Au terme de sept années d’instruction, les magistrats n’ont retenu aucune charge contre les responsables de la Sollac, de la Normed et de la SARL Weizacker-Carrère, mis en examen depuis trois ans pour atteinte involontaire à la vie et à l’intégrité physique. C’est dans ces entreprises qu’ont été contaminés quatre salariés, dont deux sont décédés d’un mésothéliome.

Pour l’Ardeva et pour l’Andeva, ce jugement s’apparente à un véritable permis de tuer car il n’incitera pas les employeurs à prendre des mesures de prévention, ni à respecter la réglementation. L’ordonnance de non lieu reconnaît qu’il existait une réglementation (un décret de 1913 rend obligatoire l’élimination des poussières dans les ateliers) et que des «  erreurs ont été commises dans la gestion du problème amiante dans ces trois entreprises ».

Mais la juge indique que la prise de conscience des dangers de l’amiante a été « très tardive en France », que les règlements étaient « généraux » et ne visaient pas spécifiquement les poussières d’amiante. Il est donc « impossible de démontrer le caractère manifestement délibéré d’une violation éventuelle de la réglementation ».

Lignes fournies:
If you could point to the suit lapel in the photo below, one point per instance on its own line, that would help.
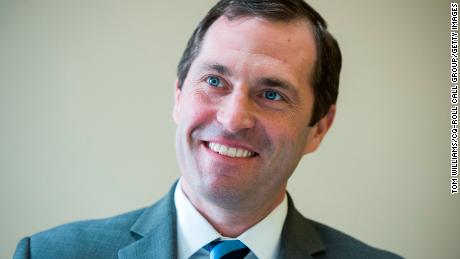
(299, 238)
(155, 230)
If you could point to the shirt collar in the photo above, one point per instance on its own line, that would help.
(194, 231)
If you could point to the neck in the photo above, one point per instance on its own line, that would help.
(232, 221)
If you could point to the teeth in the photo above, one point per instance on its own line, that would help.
(229, 151)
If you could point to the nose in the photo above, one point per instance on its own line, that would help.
(235, 112)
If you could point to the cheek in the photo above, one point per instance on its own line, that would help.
(193, 111)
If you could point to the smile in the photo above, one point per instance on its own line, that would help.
(230, 151)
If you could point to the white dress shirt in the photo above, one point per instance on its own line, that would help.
(194, 231)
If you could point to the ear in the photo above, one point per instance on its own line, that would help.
(319, 130)
(177, 92)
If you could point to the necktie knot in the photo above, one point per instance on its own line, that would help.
(227, 249)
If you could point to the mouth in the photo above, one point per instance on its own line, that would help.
(229, 151)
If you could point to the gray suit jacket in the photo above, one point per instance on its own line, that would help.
(151, 233)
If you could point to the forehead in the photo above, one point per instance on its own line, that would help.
(289, 46)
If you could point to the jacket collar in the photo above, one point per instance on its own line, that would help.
(299, 238)
(155, 230)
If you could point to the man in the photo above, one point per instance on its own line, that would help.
(256, 90)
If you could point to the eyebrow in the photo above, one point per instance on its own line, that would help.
(277, 83)
(219, 68)
(267, 81)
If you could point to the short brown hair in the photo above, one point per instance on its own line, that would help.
(326, 74)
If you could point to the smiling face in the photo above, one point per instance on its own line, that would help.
(243, 111)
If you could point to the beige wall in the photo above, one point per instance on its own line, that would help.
(86, 131)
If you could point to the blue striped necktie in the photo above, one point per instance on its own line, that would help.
(227, 249)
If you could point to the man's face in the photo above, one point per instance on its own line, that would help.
(243, 112)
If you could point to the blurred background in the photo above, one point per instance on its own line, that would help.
(86, 130)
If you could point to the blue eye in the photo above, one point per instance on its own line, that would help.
(214, 81)
(272, 95)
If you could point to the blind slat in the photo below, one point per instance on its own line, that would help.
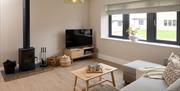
(143, 6)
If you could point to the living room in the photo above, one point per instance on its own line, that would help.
(49, 20)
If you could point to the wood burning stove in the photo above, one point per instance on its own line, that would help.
(27, 53)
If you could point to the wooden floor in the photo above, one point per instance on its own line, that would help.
(58, 79)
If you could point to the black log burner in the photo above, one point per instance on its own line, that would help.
(27, 53)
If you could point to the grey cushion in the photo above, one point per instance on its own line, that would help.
(146, 84)
(175, 86)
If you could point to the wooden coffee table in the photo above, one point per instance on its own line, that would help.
(82, 74)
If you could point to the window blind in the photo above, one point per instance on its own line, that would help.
(143, 6)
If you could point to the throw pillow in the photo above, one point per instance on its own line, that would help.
(175, 86)
(175, 59)
(173, 56)
(171, 73)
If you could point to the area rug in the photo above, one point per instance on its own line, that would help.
(19, 75)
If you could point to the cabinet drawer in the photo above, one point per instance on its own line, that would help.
(77, 53)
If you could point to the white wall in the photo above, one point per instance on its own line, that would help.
(49, 19)
(118, 49)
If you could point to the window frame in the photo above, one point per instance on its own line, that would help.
(151, 29)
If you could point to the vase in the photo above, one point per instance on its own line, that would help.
(133, 38)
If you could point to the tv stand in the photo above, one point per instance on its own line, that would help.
(80, 52)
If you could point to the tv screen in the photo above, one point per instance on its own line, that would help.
(78, 37)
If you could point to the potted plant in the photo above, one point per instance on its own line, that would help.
(132, 31)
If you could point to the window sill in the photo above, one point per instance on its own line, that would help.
(142, 42)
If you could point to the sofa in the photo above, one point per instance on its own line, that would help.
(150, 84)
(146, 84)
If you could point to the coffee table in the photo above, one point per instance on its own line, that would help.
(82, 74)
(132, 70)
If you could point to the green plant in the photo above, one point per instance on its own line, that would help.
(132, 30)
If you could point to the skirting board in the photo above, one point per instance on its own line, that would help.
(112, 59)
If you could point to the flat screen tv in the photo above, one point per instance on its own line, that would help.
(78, 37)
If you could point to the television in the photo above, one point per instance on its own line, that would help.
(79, 37)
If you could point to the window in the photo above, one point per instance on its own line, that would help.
(166, 33)
(139, 20)
(117, 25)
(161, 27)
(174, 22)
(165, 22)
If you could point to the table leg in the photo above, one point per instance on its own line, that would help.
(87, 85)
(113, 81)
(75, 83)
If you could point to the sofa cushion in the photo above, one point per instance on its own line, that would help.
(146, 84)
(175, 86)
(171, 73)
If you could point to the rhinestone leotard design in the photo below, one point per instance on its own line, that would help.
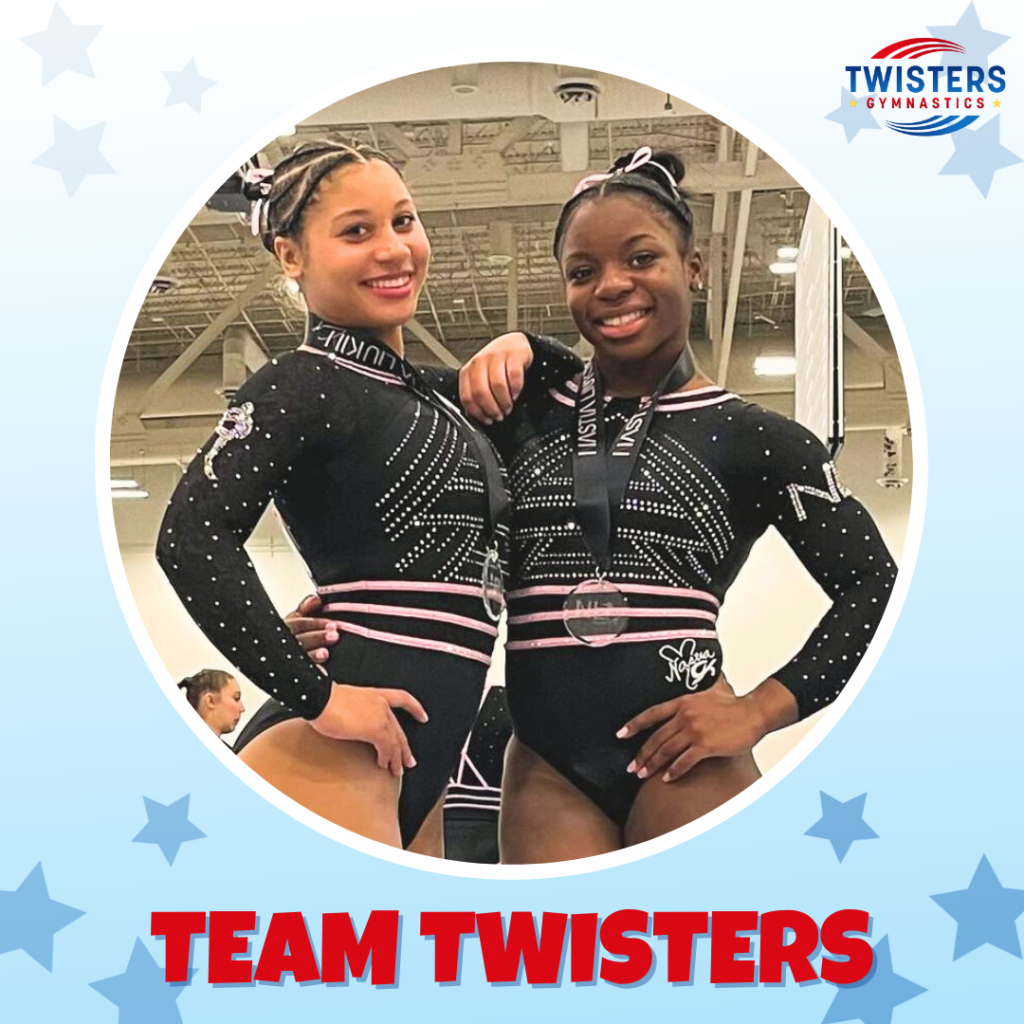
(713, 474)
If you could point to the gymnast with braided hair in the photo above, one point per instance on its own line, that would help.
(638, 489)
(395, 503)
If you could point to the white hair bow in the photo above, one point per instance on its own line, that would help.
(641, 157)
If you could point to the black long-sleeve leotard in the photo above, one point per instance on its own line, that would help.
(386, 503)
(712, 475)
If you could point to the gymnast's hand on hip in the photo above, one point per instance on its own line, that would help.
(491, 382)
(364, 713)
(315, 635)
(713, 723)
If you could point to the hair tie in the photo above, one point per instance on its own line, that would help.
(641, 157)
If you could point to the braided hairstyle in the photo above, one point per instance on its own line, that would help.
(657, 181)
(205, 681)
(296, 180)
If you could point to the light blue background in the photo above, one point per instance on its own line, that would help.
(933, 738)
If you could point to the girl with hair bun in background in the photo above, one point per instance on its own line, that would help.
(217, 698)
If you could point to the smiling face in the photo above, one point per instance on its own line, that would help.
(222, 709)
(361, 257)
(629, 284)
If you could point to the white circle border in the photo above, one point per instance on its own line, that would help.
(914, 524)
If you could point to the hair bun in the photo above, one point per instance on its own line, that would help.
(668, 161)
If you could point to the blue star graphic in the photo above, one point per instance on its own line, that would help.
(29, 919)
(842, 823)
(140, 993)
(187, 86)
(872, 1000)
(985, 911)
(168, 826)
(977, 42)
(853, 119)
(62, 46)
(75, 154)
(979, 155)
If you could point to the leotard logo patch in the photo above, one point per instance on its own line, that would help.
(687, 665)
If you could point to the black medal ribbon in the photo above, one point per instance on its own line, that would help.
(367, 349)
(600, 474)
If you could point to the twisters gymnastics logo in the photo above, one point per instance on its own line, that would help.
(929, 86)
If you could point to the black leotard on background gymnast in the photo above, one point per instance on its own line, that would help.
(387, 505)
(713, 474)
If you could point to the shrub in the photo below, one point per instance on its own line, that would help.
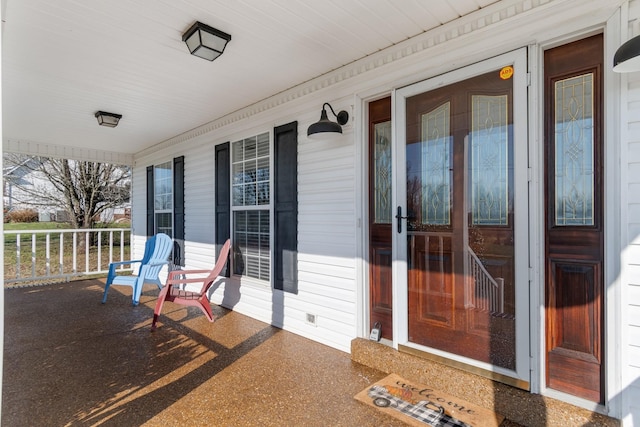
(21, 215)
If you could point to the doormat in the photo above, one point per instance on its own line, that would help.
(420, 405)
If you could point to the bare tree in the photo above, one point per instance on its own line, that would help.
(83, 189)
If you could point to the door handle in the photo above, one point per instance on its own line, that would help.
(399, 219)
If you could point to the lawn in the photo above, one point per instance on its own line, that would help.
(39, 262)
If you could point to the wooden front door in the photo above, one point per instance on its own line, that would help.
(574, 218)
(460, 201)
(380, 288)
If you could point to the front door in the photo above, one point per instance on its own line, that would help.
(462, 214)
(380, 215)
(574, 226)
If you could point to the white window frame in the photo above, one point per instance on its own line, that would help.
(168, 165)
(268, 207)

Consigne 1: Modifiez le passage du texte de la page commençant à « Au terme de » et se terminant à « décédés d’un mésothéliome. », puis redonnez-le en remplaçant « magistrats » par « juges ».
Consigne 2: Énumérez les entreprises que le texte de la page cite comme lieux de contamination des salariés.

Réponse rédigée 1:
Au terme de sept années d’instruction, les juges n’ont retenu aucune charge contre les responsables de la Sollac, de la Normed et de la SARL Weizacker-Carrère, mis en examen depuis trois ans pour atteinte involontaire à la vie et à l’intégrité physique. C’est dans ces entreprises qu’ont été contaminés quatre salariés, dont deux sont décédés d’un mésothéliome.

Réponse rédigée 2: Sollac, Normed, SARL Weizacker-Carrère